JOB = Each entry should be quoted word for word, including every mark of punctuation.

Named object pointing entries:
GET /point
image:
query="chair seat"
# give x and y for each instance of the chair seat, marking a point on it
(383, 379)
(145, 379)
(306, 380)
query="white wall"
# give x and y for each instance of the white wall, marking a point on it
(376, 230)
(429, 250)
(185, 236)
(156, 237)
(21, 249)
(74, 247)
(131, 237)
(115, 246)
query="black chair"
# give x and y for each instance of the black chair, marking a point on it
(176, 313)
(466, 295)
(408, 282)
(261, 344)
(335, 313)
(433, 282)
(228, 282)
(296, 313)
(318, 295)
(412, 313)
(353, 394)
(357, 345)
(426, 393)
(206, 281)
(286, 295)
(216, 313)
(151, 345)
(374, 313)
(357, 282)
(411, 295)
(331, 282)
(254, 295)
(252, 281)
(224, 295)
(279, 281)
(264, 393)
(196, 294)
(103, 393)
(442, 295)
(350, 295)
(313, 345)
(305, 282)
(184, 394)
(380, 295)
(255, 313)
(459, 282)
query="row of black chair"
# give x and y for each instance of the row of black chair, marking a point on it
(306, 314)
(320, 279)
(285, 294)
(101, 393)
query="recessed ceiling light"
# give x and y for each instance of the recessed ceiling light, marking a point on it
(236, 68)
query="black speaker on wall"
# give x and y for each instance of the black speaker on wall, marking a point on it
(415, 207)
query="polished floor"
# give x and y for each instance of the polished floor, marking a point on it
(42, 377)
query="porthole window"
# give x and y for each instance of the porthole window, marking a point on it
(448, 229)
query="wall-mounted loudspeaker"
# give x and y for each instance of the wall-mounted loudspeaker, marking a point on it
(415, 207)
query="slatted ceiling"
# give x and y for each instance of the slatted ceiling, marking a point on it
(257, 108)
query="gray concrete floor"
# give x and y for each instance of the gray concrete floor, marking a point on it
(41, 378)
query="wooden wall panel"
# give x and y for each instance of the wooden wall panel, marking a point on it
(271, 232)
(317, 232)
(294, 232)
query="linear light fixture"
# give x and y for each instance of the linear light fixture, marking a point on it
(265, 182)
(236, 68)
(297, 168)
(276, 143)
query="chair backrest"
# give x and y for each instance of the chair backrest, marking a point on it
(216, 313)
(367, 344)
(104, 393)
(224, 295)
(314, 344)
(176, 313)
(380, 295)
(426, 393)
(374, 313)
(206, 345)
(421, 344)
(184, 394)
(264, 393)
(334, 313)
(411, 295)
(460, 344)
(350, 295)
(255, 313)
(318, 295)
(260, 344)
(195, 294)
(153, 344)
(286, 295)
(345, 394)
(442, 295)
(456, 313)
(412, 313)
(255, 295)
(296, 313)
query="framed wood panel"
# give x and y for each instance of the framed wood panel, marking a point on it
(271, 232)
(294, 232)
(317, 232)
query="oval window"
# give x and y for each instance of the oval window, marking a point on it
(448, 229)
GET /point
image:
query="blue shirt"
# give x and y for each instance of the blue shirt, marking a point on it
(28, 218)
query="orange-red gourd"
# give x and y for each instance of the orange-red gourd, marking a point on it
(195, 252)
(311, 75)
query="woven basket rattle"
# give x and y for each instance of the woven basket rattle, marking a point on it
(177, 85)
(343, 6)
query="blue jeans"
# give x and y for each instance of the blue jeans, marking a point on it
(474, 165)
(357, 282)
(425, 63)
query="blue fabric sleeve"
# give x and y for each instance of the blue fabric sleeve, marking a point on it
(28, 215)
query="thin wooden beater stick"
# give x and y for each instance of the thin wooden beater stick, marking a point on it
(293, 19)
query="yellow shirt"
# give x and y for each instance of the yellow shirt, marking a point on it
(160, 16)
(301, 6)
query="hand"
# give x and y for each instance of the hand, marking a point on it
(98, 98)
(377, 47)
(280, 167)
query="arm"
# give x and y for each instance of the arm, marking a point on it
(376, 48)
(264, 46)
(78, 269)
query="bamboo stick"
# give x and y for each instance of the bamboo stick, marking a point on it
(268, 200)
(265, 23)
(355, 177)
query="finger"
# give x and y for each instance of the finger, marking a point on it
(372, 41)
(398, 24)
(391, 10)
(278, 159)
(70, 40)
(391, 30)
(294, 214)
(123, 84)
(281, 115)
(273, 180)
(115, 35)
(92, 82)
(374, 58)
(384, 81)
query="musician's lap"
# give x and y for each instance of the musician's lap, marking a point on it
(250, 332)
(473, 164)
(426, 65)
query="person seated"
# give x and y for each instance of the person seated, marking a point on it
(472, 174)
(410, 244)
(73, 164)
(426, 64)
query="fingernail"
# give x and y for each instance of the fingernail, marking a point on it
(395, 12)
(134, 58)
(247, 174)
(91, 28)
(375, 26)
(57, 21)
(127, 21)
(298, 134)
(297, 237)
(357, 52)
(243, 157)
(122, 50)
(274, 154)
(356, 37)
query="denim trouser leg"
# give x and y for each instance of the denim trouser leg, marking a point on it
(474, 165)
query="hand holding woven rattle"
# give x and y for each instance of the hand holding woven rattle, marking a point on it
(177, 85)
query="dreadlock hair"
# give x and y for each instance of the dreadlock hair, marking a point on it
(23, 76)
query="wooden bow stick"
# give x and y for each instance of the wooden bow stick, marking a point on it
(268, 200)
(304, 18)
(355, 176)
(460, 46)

TASK OUTPUT =
GET /point
image:
query="chair seat"
# give x and y for each instance of the chair seat, marking a point on it
(383, 379)
(145, 379)
(306, 380)
query="white wall"
# give x and y for each instance of the white wall, marking a point on it
(376, 230)
(429, 250)
(185, 236)
(156, 237)
(21, 249)
(74, 247)
(131, 237)
(115, 246)
query="black chair"
# give x and y for each instance of the black chair, marking a point on it
(176, 313)
(466, 295)
(408, 282)
(261, 344)
(335, 313)
(433, 282)
(228, 282)
(296, 313)
(318, 295)
(412, 313)
(353, 394)
(357, 345)
(426, 393)
(206, 281)
(286, 295)
(216, 313)
(151, 345)
(374, 313)
(357, 282)
(411, 295)
(331, 282)
(254, 295)
(252, 281)
(224, 295)
(279, 281)
(264, 393)
(196, 294)
(103, 393)
(442, 295)
(350, 295)
(313, 345)
(305, 282)
(184, 394)
(380, 295)
(255, 313)
(459, 282)
query="row of black chair"
# give x and y for each instance of the row of black chair, marking a point on it
(306, 314)
(320, 279)
(285, 294)
(101, 393)
query="recessed ceiling light"
# give x and y for each instance of the recessed ceiling light, marking a point on it
(236, 68)
query="black speaker on wall"
# give x and y for each instance of the black speaker on wall, marking a point on it
(415, 207)
query="polished floor"
# give x and y for each instance of the polished floor, marking a point on it
(42, 377)
query="porthole window"
# give x and y for each instance of the porthole window, marking a point on it
(448, 229)
query="wall-mounted loudspeaker"
# give x and y for each instance of the wall-mounted loudspeaker, marking a point on it
(415, 207)
query="slatted ceiling"
# give x and y for each instance of the slatted ceiling, marking a point on it
(257, 108)
query="gray concrete floor"
# give x and y for each instance of the gray concrete floor, marking a point on it
(41, 378)
query="wooden wall panel"
# give x and y for each instance of the wooden wall panel, marking a point on it
(271, 232)
(317, 232)
(294, 232)
query="linear light fixture"
# give x and y for each instance of the linear light fixture, marking a point on it
(265, 182)
(236, 68)
(297, 168)
(276, 143)
query="chair backrest"
# give x and y for each instance of the chair backrest, marking a point on it
(216, 313)
(367, 344)
(104, 393)
(224, 295)
(314, 344)
(176, 313)
(380, 295)
(426, 393)
(374, 313)
(206, 345)
(421, 344)
(184, 394)
(264, 393)
(334, 313)
(411, 295)
(460, 344)
(350, 295)
(255, 313)
(318, 295)
(260, 344)
(195, 294)
(153, 344)
(286, 295)
(345, 394)
(442, 295)
(456, 313)
(412, 313)
(255, 295)
(296, 313)
query="framed wood panel"
# give x and y for each instance of the framed wood panel, marking a point on it
(271, 232)
(294, 232)
(317, 232)
query="oval window"
# give x and y for each instance of the oval window, marking a point on it
(448, 229)
GET /point
image:
query="blue shirt"
# give x and y for each instance of the blue shirt, marking a point on it
(28, 218)
query="orange-red gourd"
# give x and y for each instance of the orange-red gourd, marking a point on it
(195, 252)
(311, 75)
query="woven basket rattle"
# give x and y for each instance of the woven basket rattle, marking a point on it
(177, 85)
(343, 6)
query="blue jeans"
# give x and y for each instance of the blue jeans, marking a point on it
(474, 165)
(357, 282)
(425, 63)
query="blue fabric sleeve"
# give x and y for each instance of the blue fabric sleeve, marking a point on it
(28, 215)
query="thin wooden beater stick"
# give x and y for each instance of the thin wooden beater stick, marking a point on it
(293, 19)
query="yellow shirt"
# give x and y for each instance of the yellow shirt, marking a point on it
(160, 16)
(301, 6)
query="hand"
# give x and y for each instance of the hand, marking a point on it
(98, 98)
(377, 47)
(280, 167)
query="arm"
# give x and y for each instance of the arm, marking a point on it
(376, 48)
(264, 46)
(78, 269)
query="bamboo stick"
# give x and y for each instance of the bamboo stick, marking a point on it
(268, 200)
(265, 23)
(355, 177)
query="finger"
# give x and y for each instance of the finger, marking a point on it
(372, 41)
(398, 24)
(391, 10)
(278, 159)
(70, 40)
(391, 30)
(294, 214)
(123, 84)
(281, 115)
(273, 180)
(115, 35)
(92, 82)
(374, 58)
(384, 81)
query="musician's lap"
# give x and y for each instance of the musician's lap, marking a point on it
(250, 332)
(473, 164)
(426, 65)
query="person seated"
# give x and y for each instance of the person seated, marking a point on it
(472, 174)
(410, 244)
(73, 164)
(426, 64)
query="fingernail"
# give x and y for each instance of the fingernail, marking a point on it
(395, 12)
(134, 58)
(247, 174)
(91, 28)
(375, 26)
(57, 21)
(127, 21)
(298, 134)
(297, 237)
(357, 52)
(243, 157)
(122, 50)
(274, 154)
(356, 37)
query="denim trouser leg"
# give x and y for each instance of the denim trouser leg, marking a point on it
(474, 165)
query="hand holding woven rattle"
# give x and y for each instance of the hand holding woven rattle, marking a point on it
(177, 85)
query="dreadlock hair"
# give x and y for each instance of the dreadlock hair, marking a point on it
(23, 76)
query="wooden bow stick"
# give x and y for each instance of the wooden bow stick, marking a point on it
(268, 200)
(304, 18)
(355, 176)
(460, 46)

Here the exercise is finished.